### Your goal
The required output is the line that contains "Mark one point per instance of the white parked" plus every line after it in the listing below, copied exactly as it appears.

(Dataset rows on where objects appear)
+--
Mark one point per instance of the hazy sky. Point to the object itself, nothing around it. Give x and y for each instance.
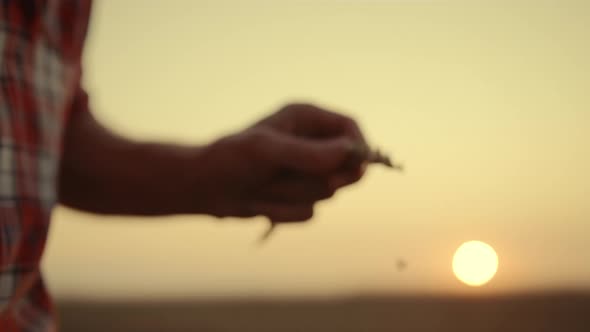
(486, 102)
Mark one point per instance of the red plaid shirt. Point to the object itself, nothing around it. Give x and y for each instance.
(41, 43)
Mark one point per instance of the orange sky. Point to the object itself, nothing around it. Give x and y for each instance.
(486, 104)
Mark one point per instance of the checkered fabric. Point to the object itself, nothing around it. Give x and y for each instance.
(41, 42)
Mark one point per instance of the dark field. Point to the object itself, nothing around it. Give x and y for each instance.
(523, 313)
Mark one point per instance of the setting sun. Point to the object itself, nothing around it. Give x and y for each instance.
(475, 263)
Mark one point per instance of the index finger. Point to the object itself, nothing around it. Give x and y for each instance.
(316, 122)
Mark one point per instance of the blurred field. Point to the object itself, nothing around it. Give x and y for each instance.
(522, 313)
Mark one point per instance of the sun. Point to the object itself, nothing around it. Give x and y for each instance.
(475, 263)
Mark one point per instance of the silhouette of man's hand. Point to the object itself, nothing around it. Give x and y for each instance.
(281, 166)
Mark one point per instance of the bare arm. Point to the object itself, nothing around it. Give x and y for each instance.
(104, 173)
(279, 168)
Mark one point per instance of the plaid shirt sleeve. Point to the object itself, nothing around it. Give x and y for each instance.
(41, 43)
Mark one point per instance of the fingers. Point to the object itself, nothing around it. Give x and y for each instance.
(281, 212)
(306, 155)
(298, 190)
(312, 121)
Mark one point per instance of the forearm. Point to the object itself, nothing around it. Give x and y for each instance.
(104, 173)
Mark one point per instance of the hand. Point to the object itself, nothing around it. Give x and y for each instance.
(282, 165)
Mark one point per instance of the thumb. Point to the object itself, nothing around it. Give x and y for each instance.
(313, 156)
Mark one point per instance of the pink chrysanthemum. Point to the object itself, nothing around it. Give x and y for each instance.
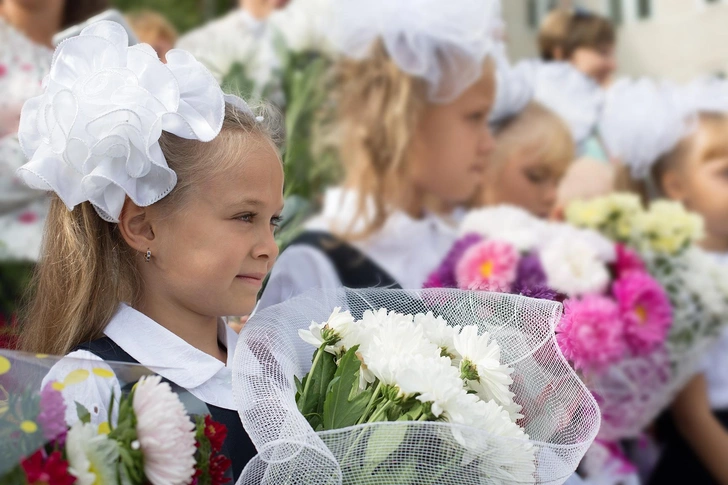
(591, 334)
(488, 266)
(52, 412)
(627, 261)
(645, 309)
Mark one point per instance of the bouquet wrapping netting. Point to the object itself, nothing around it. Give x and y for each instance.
(560, 415)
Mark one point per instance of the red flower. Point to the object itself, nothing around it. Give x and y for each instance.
(216, 433)
(219, 465)
(51, 471)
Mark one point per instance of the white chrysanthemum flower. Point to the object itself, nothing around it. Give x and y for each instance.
(392, 339)
(165, 432)
(92, 457)
(508, 460)
(504, 223)
(482, 370)
(438, 331)
(573, 265)
(333, 332)
(436, 381)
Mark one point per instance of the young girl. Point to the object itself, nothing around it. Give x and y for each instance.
(159, 229)
(533, 151)
(673, 140)
(415, 91)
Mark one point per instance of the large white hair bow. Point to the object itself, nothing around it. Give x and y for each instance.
(93, 135)
(443, 42)
(566, 91)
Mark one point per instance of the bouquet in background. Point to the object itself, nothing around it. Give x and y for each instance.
(437, 386)
(621, 321)
(145, 437)
(613, 309)
(664, 235)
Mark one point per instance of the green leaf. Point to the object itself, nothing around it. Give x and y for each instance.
(83, 414)
(311, 402)
(383, 441)
(345, 403)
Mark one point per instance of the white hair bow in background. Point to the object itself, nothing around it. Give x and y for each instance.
(644, 119)
(93, 135)
(513, 88)
(443, 42)
(566, 91)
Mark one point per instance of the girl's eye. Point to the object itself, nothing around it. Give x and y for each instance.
(249, 217)
(536, 178)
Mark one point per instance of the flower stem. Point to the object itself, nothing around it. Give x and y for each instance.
(379, 412)
(375, 394)
(316, 360)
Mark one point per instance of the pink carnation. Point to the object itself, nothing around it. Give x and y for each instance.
(591, 334)
(627, 261)
(645, 309)
(488, 266)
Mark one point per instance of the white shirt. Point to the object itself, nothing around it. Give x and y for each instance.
(716, 362)
(407, 249)
(23, 210)
(155, 348)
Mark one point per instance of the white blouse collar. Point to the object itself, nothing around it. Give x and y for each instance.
(408, 249)
(165, 353)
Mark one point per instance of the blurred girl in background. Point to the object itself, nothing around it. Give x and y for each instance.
(414, 92)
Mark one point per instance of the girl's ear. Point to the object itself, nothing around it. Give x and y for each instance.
(673, 185)
(136, 227)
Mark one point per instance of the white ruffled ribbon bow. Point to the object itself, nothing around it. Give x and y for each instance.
(93, 135)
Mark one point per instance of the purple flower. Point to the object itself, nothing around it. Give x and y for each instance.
(531, 280)
(52, 413)
(444, 275)
(646, 310)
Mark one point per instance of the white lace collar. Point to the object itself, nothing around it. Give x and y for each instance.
(168, 355)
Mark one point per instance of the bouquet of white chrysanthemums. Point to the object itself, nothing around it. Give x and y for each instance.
(437, 386)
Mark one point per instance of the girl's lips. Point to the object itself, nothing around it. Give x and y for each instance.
(255, 278)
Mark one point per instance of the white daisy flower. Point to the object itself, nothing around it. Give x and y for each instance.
(333, 332)
(482, 370)
(92, 457)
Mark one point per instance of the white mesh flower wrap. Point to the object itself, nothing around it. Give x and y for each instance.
(567, 92)
(560, 416)
(643, 119)
(513, 89)
(444, 43)
(93, 135)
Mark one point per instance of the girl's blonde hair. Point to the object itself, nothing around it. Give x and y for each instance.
(379, 110)
(149, 26)
(536, 131)
(86, 268)
(567, 31)
(707, 142)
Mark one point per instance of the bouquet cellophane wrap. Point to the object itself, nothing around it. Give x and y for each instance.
(561, 417)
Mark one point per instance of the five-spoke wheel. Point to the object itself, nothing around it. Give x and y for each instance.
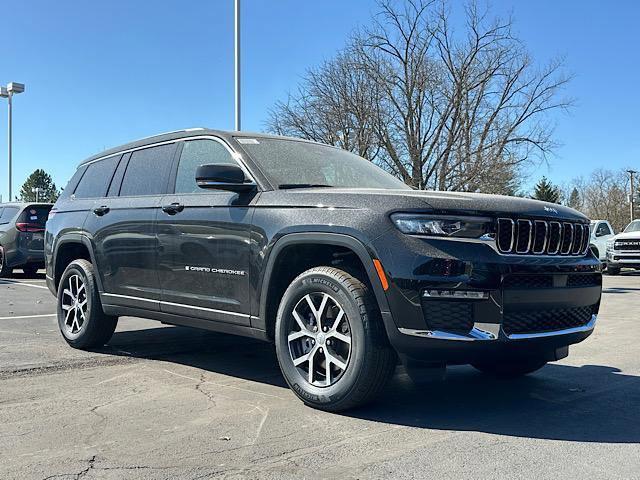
(319, 339)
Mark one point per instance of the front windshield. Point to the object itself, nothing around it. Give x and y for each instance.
(633, 227)
(298, 164)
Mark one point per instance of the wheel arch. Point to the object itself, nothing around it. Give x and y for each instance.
(70, 247)
(279, 249)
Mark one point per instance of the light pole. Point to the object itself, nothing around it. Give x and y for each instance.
(631, 197)
(236, 44)
(13, 88)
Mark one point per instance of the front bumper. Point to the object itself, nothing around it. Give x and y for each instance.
(530, 305)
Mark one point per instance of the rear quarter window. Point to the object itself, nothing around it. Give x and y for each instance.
(8, 213)
(96, 179)
(148, 171)
(36, 215)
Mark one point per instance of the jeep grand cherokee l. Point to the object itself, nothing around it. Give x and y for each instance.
(22, 237)
(338, 263)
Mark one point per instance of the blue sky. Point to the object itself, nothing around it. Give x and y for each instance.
(99, 74)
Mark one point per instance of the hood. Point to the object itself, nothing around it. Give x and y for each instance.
(437, 202)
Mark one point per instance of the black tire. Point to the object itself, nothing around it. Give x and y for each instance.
(371, 359)
(5, 270)
(30, 270)
(96, 328)
(612, 270)
(510, 368)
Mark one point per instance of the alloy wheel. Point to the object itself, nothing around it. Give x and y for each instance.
(74, 305)
(319, 339)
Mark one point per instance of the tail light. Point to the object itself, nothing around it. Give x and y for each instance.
(29, 227)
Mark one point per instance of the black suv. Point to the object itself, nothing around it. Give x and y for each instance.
(337, 262)
(22, 237)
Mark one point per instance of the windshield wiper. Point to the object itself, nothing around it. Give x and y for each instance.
(287, 186)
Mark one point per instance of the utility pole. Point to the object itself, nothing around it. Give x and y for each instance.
(236, 43)
(8, 92)
(632, 193)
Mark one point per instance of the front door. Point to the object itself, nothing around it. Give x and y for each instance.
(203, 240)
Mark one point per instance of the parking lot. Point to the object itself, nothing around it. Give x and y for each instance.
(170, 402)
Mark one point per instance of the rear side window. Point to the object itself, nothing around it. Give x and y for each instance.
(8, 213)
(35, 215)
(196, 153)
(95, 181)
(148, 171)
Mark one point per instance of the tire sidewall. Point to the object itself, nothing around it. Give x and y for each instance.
(77, 268)
(318, 282)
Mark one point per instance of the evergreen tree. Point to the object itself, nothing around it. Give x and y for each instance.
(574, 200)
(42, 180)
(546, 191)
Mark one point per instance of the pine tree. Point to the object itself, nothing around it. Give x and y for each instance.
(546, 191)
(42, 180)
(574, 200)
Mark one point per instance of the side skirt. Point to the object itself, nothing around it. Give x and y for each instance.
(184, 321)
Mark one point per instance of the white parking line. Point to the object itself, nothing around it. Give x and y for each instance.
(29, 316)
(5, 281)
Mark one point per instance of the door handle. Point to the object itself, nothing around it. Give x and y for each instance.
(173, 208)
(101, 210)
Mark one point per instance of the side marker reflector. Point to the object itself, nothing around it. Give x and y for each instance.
(381, 275)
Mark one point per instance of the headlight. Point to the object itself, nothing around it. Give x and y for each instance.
(442, 226)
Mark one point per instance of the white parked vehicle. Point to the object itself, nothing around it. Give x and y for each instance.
(623, 250)
(601, 234)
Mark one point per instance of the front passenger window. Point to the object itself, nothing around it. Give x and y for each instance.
(194, 154)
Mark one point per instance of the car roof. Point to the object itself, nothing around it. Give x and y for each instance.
(178, 134)
(25, 204)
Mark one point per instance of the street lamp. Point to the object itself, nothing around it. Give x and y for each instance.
(631, 198)
(13, 88)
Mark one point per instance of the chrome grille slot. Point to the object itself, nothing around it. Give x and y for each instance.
(521, 236)
(567, 238)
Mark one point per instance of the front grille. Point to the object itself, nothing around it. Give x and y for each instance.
(546, 320)
(538, 280)
(528, 281)
(541, 237)
(627, 245)
(455, 317)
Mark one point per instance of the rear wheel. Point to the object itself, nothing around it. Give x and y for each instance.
(509, 368)
(330, 340)
(5, 270)
(81, 320)
(30, 269)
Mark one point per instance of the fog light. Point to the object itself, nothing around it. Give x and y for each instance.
(461, 294)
+--
### Exercise output
Mark one point per instance of the white parked vehicle. Point to the object itself, nothing around it. Give x and y for each instance.
(623, 250)
(601, 234)
Mark one point per instance of the front passenger window. Point to the object itself, nothing around it. Give x and y for each instance.
(194, 154)
Mark one point per instance of the car roof. Point to the object itself, nothing around it. Give x and y for each instance.
(178, 134)
(25, 204)
Mark one point per instance of the street lamp. Point to the object itself, nothing around it. Give x and y for each instance.
(631, 198)
(13, 88)
Mark one point per instance of the chrome grille slot. Point to the object itself, nothing around it. Give x and y for each instance.
(521, 236)
(567, 238)
Mark one point per instance of the front grille. Point to the object itself, nothing around it. Give x and y for each instance.
(546, 320)
(538, 280)
(528, 281)
(541, 237)
(627, 245)
(455, 317)
Mark one point per instance of the rear wheel. Point to the object itself, nothing around it. Give x and y for each instance.
(509, 368)
(330, 340)
(5, 270)
(81, 320)
(30, 269)
Mark one point per instance of the fog light. Point to the object itself, nothing around it. Give x and y for each instance.
(461, 294)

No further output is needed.